— What this task involves —
Could you restate the data word for word?

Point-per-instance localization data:
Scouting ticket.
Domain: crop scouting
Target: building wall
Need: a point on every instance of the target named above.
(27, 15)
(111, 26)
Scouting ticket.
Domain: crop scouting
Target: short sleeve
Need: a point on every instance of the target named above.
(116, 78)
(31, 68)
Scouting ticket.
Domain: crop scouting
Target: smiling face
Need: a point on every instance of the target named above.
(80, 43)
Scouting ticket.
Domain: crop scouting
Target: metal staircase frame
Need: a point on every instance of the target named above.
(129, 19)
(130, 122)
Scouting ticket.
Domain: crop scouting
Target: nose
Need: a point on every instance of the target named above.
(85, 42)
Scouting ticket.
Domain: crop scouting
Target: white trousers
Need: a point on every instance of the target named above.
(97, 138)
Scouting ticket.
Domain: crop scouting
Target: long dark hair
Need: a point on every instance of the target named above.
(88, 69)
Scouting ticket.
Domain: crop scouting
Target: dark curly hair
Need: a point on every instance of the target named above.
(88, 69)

— Solution —
Scouting ticket.
Domain: crop scouting
Target: building wall
Need: a point on every instance of the target named above.
(27, 15)
(111, 26)
Scouting ticket.
Domain: crop scouting
Target: short sleeve
Need: a point on every instance of the target named above.
(116, 78)
(31, 68)
Scouting ticket.
Domain: crop scouting
Target: smiling face
Need: a point on every instance of the target named above.
(80, 43)
Scouting ticket.
Domain: crop scouting
Target: metal staircase frame
Need: a point on every instance of the target named above.
(129, 19)
(130, 122)
Scouting ticket.
Domain: crop scouting
Target: nose
Need: a point on every instance of the target named above.
(85, 42)
Scouting ticket.
Domain: crop scouting
Target: white trousers
Need: a point on every instance of the target named above.
(97, 138)
Scouting ticket.
Domain: crop scouting
Target: long dark hair
Need: a point on every instance of the target named above.
(88, 69)
Scouting ticket.
Domain: crop scouting
Target: dark curly hair
Need: a point on every instance of the target named above.
(88, 69)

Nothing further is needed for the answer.